Look below for the line with "Target: paved sidewalk"; begin the copy there and stop after the line with "Target: distant pole", keeping the text exact and the pictures out.

** Given records follows **

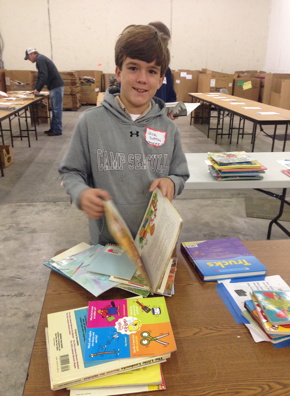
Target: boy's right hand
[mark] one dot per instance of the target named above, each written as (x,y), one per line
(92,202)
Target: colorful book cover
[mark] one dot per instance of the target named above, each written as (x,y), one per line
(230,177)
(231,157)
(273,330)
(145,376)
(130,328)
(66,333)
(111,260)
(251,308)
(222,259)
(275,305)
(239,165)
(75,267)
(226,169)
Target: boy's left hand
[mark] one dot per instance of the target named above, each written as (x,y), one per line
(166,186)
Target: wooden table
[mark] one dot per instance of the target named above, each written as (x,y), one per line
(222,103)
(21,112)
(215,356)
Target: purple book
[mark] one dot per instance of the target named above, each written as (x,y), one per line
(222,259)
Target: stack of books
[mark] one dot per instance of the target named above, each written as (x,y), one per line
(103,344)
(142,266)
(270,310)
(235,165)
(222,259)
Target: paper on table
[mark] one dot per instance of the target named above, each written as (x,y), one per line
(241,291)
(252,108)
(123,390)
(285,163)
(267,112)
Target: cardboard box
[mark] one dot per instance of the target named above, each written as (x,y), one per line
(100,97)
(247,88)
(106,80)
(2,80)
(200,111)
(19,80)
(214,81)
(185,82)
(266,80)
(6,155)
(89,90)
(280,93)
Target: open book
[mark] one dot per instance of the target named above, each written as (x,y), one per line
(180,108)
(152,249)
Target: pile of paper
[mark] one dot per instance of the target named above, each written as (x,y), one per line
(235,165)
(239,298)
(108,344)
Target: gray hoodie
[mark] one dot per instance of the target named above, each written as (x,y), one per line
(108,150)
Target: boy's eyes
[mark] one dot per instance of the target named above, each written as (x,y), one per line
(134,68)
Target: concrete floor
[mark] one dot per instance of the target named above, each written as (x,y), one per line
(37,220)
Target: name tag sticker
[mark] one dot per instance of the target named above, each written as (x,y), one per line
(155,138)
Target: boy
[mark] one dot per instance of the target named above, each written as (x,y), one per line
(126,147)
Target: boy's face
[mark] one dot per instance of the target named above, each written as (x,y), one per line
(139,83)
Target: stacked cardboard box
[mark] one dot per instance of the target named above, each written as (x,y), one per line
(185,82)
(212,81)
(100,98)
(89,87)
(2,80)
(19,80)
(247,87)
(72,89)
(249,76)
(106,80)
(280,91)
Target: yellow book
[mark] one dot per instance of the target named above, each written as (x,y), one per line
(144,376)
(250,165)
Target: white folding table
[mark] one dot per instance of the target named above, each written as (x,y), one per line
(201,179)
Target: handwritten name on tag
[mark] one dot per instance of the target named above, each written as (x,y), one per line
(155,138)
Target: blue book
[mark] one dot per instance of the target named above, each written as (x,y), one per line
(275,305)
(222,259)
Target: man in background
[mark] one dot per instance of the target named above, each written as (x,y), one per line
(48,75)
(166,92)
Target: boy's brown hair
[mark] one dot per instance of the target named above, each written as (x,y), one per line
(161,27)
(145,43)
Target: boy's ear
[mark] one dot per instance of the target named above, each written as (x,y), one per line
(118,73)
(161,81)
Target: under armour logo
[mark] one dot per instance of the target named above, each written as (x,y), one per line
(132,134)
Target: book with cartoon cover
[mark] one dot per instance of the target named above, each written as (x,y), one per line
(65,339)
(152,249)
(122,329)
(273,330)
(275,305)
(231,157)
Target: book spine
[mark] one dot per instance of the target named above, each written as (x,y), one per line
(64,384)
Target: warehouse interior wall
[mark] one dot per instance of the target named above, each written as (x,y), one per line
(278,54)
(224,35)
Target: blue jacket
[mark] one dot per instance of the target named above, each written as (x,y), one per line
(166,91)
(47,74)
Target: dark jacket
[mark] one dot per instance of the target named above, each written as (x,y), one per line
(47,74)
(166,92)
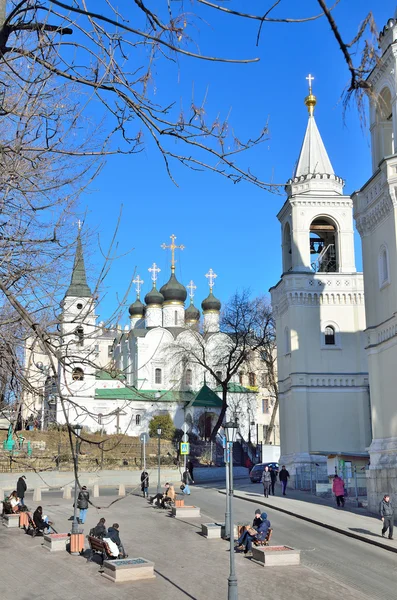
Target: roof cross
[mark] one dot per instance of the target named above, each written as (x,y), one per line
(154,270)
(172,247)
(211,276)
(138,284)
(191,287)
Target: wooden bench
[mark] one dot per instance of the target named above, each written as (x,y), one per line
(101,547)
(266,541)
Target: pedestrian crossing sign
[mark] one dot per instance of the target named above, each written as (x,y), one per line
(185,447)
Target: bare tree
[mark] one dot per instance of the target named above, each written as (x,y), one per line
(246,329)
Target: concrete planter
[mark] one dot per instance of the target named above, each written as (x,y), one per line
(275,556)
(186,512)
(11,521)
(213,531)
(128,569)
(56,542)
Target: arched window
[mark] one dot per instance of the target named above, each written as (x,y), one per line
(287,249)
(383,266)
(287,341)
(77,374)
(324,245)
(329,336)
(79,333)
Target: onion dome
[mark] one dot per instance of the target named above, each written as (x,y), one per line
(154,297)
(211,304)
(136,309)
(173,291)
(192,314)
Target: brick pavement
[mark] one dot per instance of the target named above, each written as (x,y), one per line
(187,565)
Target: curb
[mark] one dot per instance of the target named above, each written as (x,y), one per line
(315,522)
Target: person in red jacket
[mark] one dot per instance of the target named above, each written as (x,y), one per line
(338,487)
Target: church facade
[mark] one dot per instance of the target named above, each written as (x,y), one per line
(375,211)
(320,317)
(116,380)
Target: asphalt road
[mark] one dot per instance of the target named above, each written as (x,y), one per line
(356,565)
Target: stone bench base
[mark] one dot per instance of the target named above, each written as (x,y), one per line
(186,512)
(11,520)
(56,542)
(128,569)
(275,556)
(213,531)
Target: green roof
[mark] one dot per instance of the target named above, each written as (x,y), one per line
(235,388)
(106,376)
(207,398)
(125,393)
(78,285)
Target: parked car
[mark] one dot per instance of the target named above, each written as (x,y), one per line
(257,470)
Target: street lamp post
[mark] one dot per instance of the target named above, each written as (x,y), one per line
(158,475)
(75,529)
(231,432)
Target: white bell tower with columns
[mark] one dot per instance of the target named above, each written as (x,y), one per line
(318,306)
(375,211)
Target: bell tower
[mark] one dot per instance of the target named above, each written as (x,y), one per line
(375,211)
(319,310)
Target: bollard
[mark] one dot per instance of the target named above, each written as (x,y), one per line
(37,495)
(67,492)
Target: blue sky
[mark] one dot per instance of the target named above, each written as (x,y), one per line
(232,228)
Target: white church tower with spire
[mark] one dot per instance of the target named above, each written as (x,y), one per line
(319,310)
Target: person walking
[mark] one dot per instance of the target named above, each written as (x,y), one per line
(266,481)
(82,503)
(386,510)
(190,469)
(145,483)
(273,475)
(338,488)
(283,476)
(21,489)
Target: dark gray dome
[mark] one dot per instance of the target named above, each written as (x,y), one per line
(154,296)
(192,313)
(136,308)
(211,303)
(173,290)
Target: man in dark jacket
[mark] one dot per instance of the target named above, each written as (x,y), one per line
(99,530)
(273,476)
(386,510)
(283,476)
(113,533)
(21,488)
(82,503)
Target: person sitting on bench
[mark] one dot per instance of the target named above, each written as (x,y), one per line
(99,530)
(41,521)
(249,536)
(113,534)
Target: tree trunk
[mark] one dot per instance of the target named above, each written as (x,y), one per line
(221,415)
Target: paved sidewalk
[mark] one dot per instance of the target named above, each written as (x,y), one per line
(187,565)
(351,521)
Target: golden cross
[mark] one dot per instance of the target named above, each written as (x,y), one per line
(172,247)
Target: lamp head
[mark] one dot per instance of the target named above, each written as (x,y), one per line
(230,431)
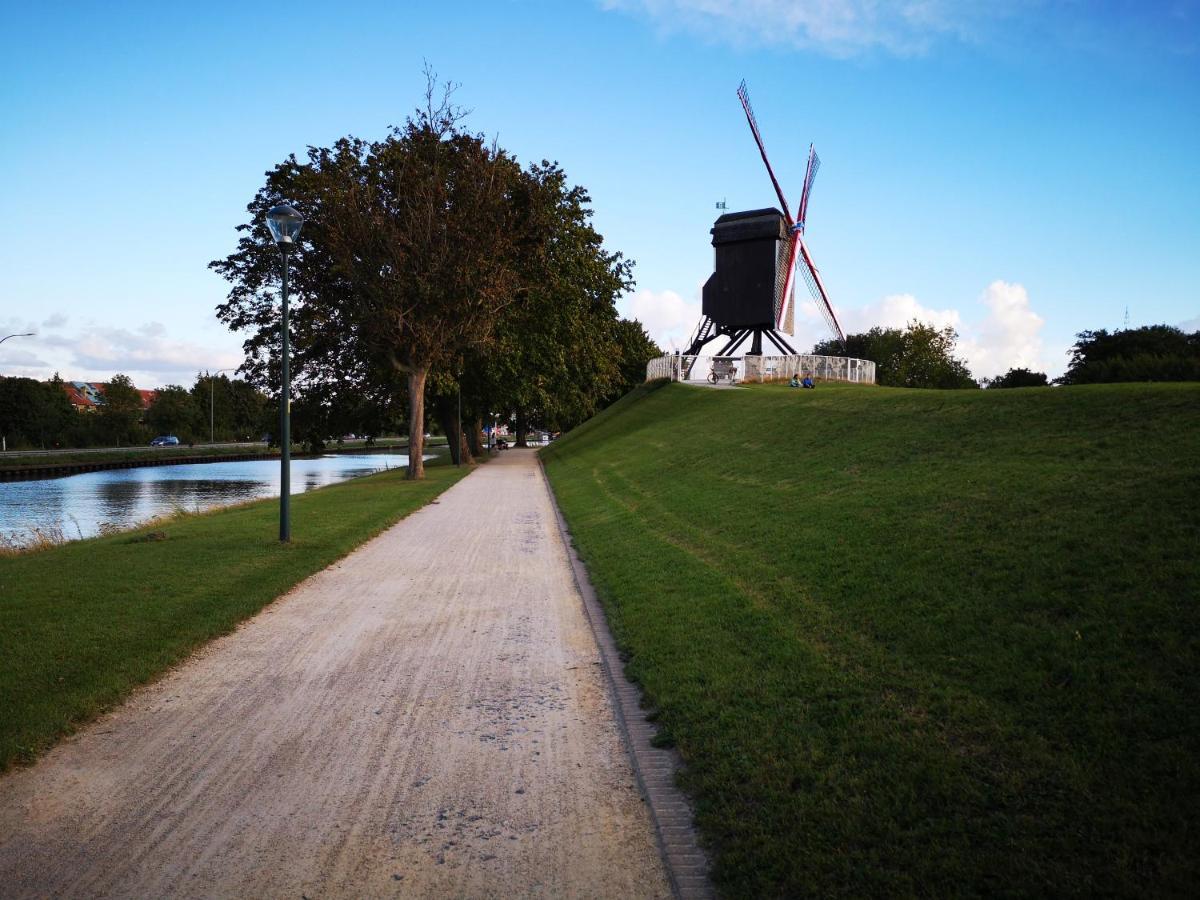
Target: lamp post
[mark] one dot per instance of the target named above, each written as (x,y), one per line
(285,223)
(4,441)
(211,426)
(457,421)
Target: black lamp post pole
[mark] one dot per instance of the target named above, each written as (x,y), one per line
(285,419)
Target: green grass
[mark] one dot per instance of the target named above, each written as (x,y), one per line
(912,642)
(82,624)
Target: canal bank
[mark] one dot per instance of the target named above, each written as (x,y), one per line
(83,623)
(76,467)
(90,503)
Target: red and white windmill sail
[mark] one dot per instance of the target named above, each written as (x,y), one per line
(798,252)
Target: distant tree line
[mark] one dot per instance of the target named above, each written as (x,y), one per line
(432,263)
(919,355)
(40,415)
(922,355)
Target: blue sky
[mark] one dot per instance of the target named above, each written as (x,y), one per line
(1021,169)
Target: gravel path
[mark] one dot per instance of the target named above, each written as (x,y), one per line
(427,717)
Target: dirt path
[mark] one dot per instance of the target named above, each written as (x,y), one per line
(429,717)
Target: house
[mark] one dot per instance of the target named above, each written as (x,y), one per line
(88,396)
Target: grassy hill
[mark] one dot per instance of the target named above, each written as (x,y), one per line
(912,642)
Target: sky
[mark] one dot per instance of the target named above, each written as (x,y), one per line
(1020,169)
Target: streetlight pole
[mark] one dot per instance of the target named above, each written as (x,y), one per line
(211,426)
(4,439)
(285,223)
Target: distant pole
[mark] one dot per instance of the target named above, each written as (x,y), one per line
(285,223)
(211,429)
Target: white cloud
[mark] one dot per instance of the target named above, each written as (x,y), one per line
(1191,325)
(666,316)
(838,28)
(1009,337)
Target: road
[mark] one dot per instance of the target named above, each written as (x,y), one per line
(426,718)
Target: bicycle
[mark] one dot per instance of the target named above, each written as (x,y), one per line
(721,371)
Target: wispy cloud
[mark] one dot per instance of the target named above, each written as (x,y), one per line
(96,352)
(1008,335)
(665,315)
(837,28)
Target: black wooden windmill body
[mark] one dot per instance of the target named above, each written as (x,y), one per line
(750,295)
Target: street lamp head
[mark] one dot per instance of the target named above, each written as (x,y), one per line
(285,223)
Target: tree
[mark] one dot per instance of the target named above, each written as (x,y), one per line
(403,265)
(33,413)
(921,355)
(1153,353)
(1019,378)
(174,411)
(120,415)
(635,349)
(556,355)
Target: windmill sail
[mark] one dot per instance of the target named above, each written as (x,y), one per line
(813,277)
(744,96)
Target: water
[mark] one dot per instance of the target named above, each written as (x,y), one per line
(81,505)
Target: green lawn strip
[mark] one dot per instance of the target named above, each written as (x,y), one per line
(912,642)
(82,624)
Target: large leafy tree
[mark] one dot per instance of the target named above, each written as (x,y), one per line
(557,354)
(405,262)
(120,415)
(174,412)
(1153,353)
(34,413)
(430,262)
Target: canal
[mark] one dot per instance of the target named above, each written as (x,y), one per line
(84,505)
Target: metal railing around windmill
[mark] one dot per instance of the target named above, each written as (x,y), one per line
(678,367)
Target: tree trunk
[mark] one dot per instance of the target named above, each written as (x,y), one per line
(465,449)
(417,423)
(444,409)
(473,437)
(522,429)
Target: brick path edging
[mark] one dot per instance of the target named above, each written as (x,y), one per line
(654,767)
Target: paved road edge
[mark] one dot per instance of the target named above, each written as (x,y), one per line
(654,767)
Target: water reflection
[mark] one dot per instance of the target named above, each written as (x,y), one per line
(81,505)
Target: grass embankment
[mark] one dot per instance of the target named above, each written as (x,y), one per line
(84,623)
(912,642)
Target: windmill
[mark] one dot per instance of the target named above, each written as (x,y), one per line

** End of Given records **

**Response below:**
Target: paved sidewalk
[mark] one dot per instance of the target named above, each written as (x,y), one per line
(187,565)
(351,521)
Target: golden cross
[mark] one dot per instance of the target named above, each written as (x,y), one per line
(172,247)
Target: lamp head
[mark] one dot per instance of the target named above, each written as (x,y), one per line
(230,431)
Target: lamp post
[mark] one dot per instance of the target named above, each written as (x,y), one per line
(285,223)
(4,441)
(211,426)
(457,421)
Target: black lamp post pole
[mark] one dot per instance of the target named above, each written as (x,y), one per line
(285,419)
Target: green grass
[mark] one dot per instance of the target named above, each written as (x,y), one per line
(912,642)
(82,624)
Target: canal bank
[mark] one dot per instance of the target named above, each written as (x,y), one per line
(83,623)
(76,467)
(90,503)
Target: red and white windmill sail
[mark] one dot per instance of the target named above, each written as (x,y), one per line
(798,252)
Target: distant tree line
[mark] one dot per instance of the target named above, each written as (x,y), one per line
(432,263)
(919,355)
(40,415)
(922,355)
Target: blue sky
[mark] one dot per instance of the target named above, each written as (x,y), one per line
(1021,169)
Target: gravel path
[mark] one dot per instance of the target named above, each written as (x,y), one per line
(427,717)
Target: dirt path
[mark] one dot per instance of the target named above, each written as (x,y), one per line
(429,717)
Target: house
[mark] one dot per instance of the target named above, each written as (x,y), one per line
(88,396)
Target: grassy hill
[mark] one dot per instance of the target named above, each written as (x,y), one per line
(912,642)
Target: sky
[mark] one dot per instance of the target named above, each written as (x,y), one per line
(1020,169)
Target: streetlight pole
[mark] one dot per instance of the target named above, each written as (x,y), one per line
(211,426)
(4,439)
(285,223)
Target: distant pole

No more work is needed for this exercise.